**Exercise directions:**
Give as output the line that contains "car tire, which", followed by every remaining line of the entries, unchanged and with nothing added.
::::::::::
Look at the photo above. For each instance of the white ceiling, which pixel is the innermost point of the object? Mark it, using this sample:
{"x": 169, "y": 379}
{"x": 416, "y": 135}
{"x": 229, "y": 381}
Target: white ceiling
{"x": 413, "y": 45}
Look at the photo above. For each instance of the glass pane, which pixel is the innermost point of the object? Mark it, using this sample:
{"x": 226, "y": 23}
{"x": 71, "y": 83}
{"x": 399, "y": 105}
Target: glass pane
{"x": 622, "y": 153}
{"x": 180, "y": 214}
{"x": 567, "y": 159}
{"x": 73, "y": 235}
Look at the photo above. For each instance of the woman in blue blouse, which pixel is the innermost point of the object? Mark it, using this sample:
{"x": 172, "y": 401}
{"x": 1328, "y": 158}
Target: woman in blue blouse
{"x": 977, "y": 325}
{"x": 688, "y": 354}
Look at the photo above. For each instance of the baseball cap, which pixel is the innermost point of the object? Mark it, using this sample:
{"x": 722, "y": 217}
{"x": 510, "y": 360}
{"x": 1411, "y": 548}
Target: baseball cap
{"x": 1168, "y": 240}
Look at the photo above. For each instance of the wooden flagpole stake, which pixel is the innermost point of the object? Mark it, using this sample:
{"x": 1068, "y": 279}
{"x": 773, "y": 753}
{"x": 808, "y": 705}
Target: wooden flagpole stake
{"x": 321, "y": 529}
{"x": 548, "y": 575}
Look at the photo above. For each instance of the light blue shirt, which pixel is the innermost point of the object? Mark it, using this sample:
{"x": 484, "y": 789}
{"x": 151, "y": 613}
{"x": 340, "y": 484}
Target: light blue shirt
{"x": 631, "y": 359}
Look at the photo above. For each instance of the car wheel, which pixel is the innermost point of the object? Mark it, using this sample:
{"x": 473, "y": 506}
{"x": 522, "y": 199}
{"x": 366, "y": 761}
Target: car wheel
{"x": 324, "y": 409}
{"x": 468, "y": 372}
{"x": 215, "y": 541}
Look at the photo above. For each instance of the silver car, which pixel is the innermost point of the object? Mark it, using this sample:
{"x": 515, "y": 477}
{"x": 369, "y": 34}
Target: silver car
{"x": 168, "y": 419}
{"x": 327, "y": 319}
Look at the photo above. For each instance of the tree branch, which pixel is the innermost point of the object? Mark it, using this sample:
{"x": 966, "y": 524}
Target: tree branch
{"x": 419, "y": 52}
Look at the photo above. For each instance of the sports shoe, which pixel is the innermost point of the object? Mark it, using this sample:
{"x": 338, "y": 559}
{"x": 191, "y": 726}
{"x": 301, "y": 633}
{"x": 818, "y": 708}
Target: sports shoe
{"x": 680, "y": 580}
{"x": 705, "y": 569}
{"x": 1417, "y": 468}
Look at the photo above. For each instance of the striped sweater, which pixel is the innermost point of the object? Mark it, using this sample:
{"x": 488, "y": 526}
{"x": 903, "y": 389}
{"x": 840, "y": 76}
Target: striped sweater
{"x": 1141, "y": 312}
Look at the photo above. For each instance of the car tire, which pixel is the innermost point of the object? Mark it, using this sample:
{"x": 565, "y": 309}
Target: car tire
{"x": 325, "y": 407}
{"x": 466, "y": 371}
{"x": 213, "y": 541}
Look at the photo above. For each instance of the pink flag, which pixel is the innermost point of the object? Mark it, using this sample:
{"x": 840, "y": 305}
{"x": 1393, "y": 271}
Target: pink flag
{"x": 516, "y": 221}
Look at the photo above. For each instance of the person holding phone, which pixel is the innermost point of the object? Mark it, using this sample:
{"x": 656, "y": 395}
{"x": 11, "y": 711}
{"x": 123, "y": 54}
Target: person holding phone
::::::::::
**Answer area:**
Look at the photo above. For each instance of the car tire, which pixel is the innermost point of the object? Mark it, using this sample:
{"x": 565, "y": 309}
Target: car tire
{"x": 325, "y": 407}
{"x": 466, "y": 371}
{"x": 213, "y": 541}
Look at the photo above. For each instance of the pink flag, which pixel is the innermost point of the object? Mark it, using this sample:
{"x": 840, "y": 305}
{"x": 1393, "y": 271}
Target: pink flag
{"x": 516, "y": 221}
Look at the photo above. For each instance of the person holding phone, which pixel is the innermost point of the object? Mark it, using this sample:
{"x": 656, "y": 395}
{"x": 11, "y": 711}
{"x": 123, "y": 54}
Target: person holding phone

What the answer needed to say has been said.